[Items from a dataset]
§ §

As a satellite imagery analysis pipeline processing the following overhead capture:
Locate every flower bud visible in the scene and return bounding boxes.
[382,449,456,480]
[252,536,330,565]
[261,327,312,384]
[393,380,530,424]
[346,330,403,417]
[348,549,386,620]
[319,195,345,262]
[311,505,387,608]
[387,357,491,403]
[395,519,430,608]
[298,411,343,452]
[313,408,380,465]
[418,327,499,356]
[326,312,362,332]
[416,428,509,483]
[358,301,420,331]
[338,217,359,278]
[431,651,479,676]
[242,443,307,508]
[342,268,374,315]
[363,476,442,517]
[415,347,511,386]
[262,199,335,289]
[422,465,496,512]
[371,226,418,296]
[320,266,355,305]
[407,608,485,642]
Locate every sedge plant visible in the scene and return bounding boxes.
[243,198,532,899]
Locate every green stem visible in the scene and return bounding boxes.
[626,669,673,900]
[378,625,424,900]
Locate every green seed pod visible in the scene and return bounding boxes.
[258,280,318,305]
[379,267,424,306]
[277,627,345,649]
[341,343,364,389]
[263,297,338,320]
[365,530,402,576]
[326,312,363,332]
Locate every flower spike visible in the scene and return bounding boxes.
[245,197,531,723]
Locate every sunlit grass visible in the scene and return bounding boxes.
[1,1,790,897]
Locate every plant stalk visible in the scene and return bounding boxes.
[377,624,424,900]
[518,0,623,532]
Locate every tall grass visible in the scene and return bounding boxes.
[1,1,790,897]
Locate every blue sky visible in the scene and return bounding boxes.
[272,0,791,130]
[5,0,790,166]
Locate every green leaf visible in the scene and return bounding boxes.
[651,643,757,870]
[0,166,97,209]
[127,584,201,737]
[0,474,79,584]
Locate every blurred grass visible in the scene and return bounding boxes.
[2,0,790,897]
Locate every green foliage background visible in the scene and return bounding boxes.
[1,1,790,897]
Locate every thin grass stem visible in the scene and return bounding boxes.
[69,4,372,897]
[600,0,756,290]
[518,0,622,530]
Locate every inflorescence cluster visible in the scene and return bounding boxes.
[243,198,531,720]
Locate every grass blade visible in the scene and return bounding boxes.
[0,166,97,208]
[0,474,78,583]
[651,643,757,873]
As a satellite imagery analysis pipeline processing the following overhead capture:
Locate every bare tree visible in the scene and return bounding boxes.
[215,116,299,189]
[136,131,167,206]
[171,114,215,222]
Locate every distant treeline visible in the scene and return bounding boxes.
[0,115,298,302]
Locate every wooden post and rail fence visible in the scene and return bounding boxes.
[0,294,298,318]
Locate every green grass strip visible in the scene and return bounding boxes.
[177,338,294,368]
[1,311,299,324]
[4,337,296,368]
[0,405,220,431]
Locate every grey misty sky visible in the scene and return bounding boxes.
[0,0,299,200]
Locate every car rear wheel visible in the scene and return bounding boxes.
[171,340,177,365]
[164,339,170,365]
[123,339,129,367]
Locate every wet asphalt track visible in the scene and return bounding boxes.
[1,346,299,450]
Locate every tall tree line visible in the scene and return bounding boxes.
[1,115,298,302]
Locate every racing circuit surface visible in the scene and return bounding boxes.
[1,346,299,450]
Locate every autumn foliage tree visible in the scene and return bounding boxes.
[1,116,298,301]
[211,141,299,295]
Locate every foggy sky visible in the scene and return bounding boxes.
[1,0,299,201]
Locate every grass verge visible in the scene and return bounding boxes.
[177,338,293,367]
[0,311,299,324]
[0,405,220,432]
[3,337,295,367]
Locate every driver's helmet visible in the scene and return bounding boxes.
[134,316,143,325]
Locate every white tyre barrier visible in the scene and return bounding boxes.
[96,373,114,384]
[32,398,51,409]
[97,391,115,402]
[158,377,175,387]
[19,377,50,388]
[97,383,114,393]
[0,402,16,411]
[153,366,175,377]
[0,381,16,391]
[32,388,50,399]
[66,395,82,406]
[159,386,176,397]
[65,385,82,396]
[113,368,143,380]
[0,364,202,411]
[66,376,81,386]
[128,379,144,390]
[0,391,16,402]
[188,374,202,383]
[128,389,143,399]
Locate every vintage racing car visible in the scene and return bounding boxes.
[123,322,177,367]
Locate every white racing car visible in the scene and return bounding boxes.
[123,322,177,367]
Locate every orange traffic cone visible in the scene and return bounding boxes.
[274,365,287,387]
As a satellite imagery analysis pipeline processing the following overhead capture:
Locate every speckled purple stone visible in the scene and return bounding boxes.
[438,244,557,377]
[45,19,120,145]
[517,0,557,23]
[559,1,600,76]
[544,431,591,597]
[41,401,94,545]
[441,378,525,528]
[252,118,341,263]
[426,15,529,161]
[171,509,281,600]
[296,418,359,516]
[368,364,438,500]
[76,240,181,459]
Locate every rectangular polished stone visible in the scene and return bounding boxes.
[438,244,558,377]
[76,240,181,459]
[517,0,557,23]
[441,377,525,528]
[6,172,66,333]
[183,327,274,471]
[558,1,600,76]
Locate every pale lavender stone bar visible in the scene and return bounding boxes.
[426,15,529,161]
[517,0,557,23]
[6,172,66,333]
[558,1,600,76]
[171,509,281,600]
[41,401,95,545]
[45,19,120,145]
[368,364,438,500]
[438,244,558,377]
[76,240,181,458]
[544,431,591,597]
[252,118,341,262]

§ §

Required work
Your task is to reproduce exactly the lines that begin at the line containing "Locate every rectangular" and end at the final line of the data above.

Result of this exercise
Locate every rectangular polished stone visible in the scene and return bounding boxes.
[438,244,558,377]
[76,240,181,459]
[517,0,557,23]
[441,377,525,528]
[6,172,66,333]
[183,327,274,471]
[558,1,600,76]
Locate every pale lavender stone bar visible in the scene and return bounding boxes.
[426,15,529,161]
[517,0,557,23]
[6,172,66,333]
[558,1,600,76]
[171,509,281,600]
[41,401,95,545]
[45,19,120,145]
[368,364,438,500]
[438,244,558,377]
[76,240,181,458]
[544,431,591,597]
[252,118,341,262]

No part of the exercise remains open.